Charlatans

Members of the medical profession are no exception in the use of social media, including Facebook, Twitter, Instagram, Snapchat, various dating sites, and other sites. They too fall prey to its allure and pitfalls. Surveys have shown that more than 90 percent of physicians are using it for personal reasons and a lesser percentage for business purposes. This personal use has not been without consequence. More than 90 percent of State Medical Boards have received complaints of inappropriate online behavior by physicians while using social media, and there have been episodes of disciplinary action.

Like society in general, the medical profession is in a state of rapid change due to digitization and associated technologies. No longer is it the major source of medical information for the public since that role has been co-opted by the Internet. A few years from now the entire paradigm of the practice of medicine will change from hospital-centric sick-care that began in the nineteenth century to patient-centric personalized preventive-care built around continuous real-time monitoring and treatment algorithms, and it will take place mostly in the home, workplace, and ambulatory care centers, not in pricey and dangerous hospitals. In response to this tectonic shift due partially to the pressure of runaway costs of healthcare, medical education will have to be dramatically altered to remain relevant, especially since it is one of the most conservative professional pedagogies. The current expensive, long drawn-out, overly competitive path of four years of college, four years of medical school, and up to seven years of hospital-based residency, all of which was instituted in 1910 and hasn’t changed much since, will have to be drastically updated. The novel Charlatans presages the need for such a change. And on a lighter note, the novel also begs the question: Did your doctor truly get the training he or she so ostentatiously advertises with all those easily reproduced diplomas hanging on the office wall?

**QUESTIONS:**
[1] From the Charlatans text, copy word for word the part that begins at the words "Members of the" and stops after the words "of disciplinary action.".
[2] Answer these questions using the Charlatans text.
(a) What share of State Medical Boards have received complaints of inappropriate online behavior by physicians?
(b) In what year was the current path of medical training set up?
(c) Up to how many years of hospital-based residency does that path include?

**RECORDS:**
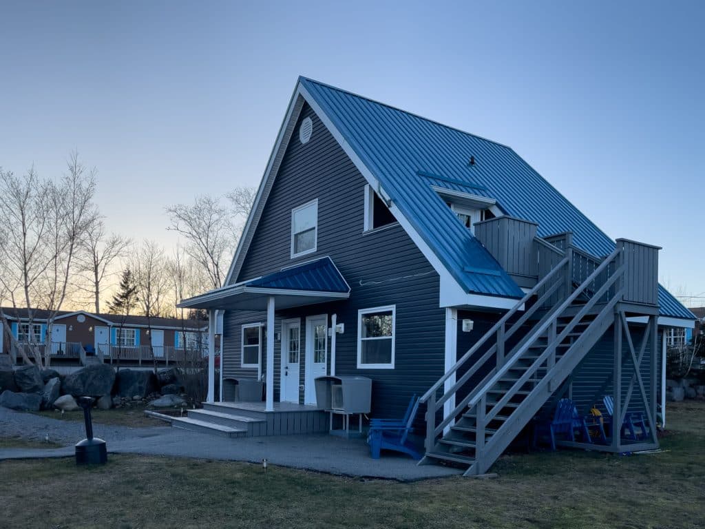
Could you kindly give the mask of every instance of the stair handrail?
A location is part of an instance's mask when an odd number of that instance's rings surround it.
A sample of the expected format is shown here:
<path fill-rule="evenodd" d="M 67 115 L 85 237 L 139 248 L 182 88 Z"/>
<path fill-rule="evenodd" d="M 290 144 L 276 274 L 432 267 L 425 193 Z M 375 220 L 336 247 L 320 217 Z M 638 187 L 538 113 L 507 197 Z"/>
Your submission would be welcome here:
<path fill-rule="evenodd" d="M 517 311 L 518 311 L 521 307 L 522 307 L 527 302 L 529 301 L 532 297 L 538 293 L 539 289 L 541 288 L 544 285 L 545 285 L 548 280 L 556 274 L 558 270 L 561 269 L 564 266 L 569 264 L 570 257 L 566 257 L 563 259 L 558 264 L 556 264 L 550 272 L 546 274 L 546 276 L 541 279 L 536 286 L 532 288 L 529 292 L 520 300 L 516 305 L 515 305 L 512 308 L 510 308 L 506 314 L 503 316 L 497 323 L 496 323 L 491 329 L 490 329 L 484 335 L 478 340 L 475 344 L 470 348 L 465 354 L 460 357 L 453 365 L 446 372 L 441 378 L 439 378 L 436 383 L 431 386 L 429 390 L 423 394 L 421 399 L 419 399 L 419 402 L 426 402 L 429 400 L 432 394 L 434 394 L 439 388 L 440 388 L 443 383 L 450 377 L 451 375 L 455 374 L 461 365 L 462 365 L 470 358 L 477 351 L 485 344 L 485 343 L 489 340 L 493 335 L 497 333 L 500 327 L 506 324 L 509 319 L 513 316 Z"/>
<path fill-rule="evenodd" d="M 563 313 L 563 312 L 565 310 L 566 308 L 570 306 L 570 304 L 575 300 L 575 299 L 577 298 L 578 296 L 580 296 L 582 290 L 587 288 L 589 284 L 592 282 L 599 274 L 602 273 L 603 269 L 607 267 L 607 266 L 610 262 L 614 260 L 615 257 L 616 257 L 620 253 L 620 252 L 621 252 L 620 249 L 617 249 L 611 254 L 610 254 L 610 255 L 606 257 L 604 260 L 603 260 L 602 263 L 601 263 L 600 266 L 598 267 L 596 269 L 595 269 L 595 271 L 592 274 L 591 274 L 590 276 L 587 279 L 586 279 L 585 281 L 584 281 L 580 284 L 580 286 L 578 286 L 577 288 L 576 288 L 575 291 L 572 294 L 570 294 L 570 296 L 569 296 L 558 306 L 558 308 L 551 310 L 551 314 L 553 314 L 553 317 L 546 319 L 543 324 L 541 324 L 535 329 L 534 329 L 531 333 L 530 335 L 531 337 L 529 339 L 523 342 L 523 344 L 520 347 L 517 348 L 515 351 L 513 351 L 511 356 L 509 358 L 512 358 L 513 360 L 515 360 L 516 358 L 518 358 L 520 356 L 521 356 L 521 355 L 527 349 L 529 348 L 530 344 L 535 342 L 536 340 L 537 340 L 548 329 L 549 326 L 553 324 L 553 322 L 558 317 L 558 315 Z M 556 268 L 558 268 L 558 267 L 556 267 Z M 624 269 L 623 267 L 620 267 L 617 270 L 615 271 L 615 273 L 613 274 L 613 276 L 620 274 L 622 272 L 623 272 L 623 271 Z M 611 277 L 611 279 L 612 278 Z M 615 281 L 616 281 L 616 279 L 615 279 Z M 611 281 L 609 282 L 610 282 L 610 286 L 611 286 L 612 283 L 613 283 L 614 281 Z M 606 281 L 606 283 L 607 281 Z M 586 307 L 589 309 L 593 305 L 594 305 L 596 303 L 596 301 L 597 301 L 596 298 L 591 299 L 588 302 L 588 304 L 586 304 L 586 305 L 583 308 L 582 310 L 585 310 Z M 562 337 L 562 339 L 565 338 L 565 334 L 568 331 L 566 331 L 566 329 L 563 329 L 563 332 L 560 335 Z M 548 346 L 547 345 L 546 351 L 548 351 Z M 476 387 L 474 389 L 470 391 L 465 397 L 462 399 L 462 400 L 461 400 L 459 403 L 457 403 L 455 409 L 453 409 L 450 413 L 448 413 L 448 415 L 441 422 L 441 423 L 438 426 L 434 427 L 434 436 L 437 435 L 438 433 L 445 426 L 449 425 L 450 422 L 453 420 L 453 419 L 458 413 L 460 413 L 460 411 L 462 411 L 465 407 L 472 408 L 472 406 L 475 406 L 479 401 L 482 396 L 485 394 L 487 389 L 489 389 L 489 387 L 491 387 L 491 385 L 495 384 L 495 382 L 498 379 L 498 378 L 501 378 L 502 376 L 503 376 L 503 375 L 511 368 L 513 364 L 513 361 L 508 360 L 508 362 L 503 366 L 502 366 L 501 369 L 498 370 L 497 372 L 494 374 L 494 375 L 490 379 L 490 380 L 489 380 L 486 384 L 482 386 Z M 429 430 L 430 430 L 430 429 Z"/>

**TASK-BY-TASK RESULTS:**
[1]
Members of the medical profession are no exception in the use of social media, including Facebook, Twitter, Instagram, Snapchat, various dating sites, and other sites. They too fall prey to its allure and pitfalls. Surveys have shown that more than 90 percent of physicians are using it for personal reasons and a lesser percentage for business purposes. This personal use has not been without consequence. More than 90 percent of State Medical Boards have received complaints of inappropriate online behavior by physicians while using social media, and there have been episodes of disciplinary action.

[2]
(a) More than 90 percent
(b) 1910
(c) Up to seven years